◆ WORK TO COMPLETE ◆
Everything from the line containing "Your annotation target is house with covered" to the last line of the records must be returned verbatim; nothing else belongs in the output.

◆ DATA FOR THIS TASK ◆
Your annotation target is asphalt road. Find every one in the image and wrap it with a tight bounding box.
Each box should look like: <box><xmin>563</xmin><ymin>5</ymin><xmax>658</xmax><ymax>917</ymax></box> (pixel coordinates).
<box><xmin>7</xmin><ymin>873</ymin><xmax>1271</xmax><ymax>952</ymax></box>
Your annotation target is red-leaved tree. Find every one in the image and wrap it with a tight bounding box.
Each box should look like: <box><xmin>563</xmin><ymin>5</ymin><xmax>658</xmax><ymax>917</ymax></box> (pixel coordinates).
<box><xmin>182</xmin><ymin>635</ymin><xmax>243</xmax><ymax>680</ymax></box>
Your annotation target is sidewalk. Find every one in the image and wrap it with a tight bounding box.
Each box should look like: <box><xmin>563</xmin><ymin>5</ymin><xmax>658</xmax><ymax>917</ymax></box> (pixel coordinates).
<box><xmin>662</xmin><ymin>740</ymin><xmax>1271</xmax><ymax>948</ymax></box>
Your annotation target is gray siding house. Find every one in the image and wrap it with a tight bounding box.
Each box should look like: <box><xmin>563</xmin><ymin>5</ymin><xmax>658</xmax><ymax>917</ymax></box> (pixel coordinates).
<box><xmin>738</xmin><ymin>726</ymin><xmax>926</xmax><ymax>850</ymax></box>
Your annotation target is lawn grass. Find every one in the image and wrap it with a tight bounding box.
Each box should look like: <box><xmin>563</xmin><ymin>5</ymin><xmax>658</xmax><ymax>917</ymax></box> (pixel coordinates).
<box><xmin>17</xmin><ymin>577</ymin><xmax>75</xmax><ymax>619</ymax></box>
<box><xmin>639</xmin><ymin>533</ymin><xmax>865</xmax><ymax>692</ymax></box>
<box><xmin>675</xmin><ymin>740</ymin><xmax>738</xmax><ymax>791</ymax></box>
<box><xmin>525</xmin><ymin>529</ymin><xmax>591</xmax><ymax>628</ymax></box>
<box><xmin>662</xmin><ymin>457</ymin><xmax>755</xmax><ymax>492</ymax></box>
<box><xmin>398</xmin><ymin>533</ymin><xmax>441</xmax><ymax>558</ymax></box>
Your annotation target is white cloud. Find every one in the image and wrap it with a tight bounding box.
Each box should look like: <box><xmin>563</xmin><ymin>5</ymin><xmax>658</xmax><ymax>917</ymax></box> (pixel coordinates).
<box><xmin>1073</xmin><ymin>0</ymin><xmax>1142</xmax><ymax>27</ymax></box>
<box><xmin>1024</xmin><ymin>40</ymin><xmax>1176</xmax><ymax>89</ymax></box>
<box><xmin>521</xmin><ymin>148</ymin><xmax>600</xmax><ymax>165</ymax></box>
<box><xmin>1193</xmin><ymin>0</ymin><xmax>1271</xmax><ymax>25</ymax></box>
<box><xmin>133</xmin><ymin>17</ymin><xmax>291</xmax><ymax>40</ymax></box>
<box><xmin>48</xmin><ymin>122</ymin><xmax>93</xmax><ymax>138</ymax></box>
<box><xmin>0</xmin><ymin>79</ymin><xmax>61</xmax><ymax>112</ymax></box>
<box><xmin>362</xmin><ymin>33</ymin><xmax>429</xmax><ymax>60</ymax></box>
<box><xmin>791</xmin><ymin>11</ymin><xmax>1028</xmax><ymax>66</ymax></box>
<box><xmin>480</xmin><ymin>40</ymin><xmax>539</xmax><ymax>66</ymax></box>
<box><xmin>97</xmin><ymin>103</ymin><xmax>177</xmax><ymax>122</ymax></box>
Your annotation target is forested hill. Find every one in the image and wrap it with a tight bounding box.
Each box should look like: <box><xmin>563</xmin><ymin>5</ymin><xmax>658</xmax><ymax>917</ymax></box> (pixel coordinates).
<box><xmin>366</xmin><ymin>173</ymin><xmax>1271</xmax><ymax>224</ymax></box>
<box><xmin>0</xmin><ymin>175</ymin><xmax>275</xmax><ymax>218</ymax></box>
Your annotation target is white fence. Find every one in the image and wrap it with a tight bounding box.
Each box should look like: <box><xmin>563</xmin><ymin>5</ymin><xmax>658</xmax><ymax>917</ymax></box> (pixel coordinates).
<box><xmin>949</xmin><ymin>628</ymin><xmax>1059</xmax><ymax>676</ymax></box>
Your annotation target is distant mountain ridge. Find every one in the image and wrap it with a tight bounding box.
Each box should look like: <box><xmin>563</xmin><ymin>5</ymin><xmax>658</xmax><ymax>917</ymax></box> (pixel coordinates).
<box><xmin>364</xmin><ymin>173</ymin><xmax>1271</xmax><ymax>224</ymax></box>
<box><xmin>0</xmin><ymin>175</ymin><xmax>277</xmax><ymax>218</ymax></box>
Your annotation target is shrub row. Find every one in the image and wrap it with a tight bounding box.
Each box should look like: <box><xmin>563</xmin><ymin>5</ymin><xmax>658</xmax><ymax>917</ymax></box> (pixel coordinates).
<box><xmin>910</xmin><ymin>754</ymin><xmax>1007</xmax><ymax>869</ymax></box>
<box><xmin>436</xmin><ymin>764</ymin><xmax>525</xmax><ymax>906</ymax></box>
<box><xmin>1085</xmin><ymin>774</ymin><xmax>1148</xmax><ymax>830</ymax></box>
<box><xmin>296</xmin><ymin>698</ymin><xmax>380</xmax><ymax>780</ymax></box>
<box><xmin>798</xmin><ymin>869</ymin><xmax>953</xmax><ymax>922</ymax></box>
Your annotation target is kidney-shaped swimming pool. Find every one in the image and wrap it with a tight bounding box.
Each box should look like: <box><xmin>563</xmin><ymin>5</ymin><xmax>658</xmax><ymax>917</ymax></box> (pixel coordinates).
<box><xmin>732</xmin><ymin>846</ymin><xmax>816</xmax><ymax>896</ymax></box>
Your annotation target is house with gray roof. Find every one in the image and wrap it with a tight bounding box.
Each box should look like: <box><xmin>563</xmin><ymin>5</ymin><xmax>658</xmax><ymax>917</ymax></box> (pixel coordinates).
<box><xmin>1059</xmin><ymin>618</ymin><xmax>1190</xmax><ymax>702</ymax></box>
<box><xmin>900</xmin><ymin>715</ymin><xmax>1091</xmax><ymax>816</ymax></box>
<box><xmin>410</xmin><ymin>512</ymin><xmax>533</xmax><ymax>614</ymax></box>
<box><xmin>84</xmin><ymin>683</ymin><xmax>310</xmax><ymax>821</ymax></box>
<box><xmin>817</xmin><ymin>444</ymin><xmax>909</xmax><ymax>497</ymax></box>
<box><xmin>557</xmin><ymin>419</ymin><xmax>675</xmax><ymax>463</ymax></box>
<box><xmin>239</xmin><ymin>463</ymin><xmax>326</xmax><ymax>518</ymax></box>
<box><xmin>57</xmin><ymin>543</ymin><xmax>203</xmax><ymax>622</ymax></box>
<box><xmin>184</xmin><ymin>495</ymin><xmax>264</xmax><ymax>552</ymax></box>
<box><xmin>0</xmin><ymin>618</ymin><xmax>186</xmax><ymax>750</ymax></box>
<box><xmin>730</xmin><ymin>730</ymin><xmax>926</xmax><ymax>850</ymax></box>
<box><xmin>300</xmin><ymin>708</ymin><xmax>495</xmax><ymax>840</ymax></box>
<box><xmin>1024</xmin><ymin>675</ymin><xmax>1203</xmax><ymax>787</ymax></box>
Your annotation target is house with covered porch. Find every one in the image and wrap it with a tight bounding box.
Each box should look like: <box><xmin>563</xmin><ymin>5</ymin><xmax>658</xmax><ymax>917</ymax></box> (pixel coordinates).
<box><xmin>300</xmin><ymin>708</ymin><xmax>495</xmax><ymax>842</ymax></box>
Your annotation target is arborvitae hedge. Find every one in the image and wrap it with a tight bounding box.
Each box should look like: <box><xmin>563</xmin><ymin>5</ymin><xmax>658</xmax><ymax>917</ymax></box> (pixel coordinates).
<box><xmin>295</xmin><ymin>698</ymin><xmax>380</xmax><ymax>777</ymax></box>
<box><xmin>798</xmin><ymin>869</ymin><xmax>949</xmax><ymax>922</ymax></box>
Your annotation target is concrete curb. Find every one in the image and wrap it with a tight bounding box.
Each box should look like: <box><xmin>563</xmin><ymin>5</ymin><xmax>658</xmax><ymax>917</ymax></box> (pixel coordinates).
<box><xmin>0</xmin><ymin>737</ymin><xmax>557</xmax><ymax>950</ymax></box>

◆ EXPECTED OUTPUT ◆
Your annotation target is house with covered porch. Find every one in the image and wrap it with a tight bounding box.
Each box should look like: <box><xmin>563</xmin><ymin>5</ymin><xmax>658</xmax><ymax>917</ymax></box> (pixel coordinates).
<box><xmin>300</xmin><ymin>708</ymin><xmax>495</xmax><ymax>842</ymax></box>
Your annotation target is arborvitae hedge. Find every one in the image and wrap it with a tight bounding box.
Each box should look like: <box><xmin>563</xmin><ymin>5</ymin><xmax>658</xmax><ymax>917</ymax></box> (pixel coordinates).
<box><xmin>295</xmin><ymin>698</ymin><xmax>380</xmax><ymax>777</ymax></box>
<box><xmin>798</xmin><ymin>869</ymin><xmax>949</xmax><ymax>922</ymax></box>
Your annotation target is concrete curb. Find every one in the image and wrap it with a tight bounding box.
Each box should look like: <box><xmin>563</xmin><ymin>5</ymin><xmax>658</xmax><ymax>917</ymax></box> (pixel coordinates).
<box><xmin>0</xmin><ymin>737</ymin><xmax>557</xmax><ymax>950</ymax></box>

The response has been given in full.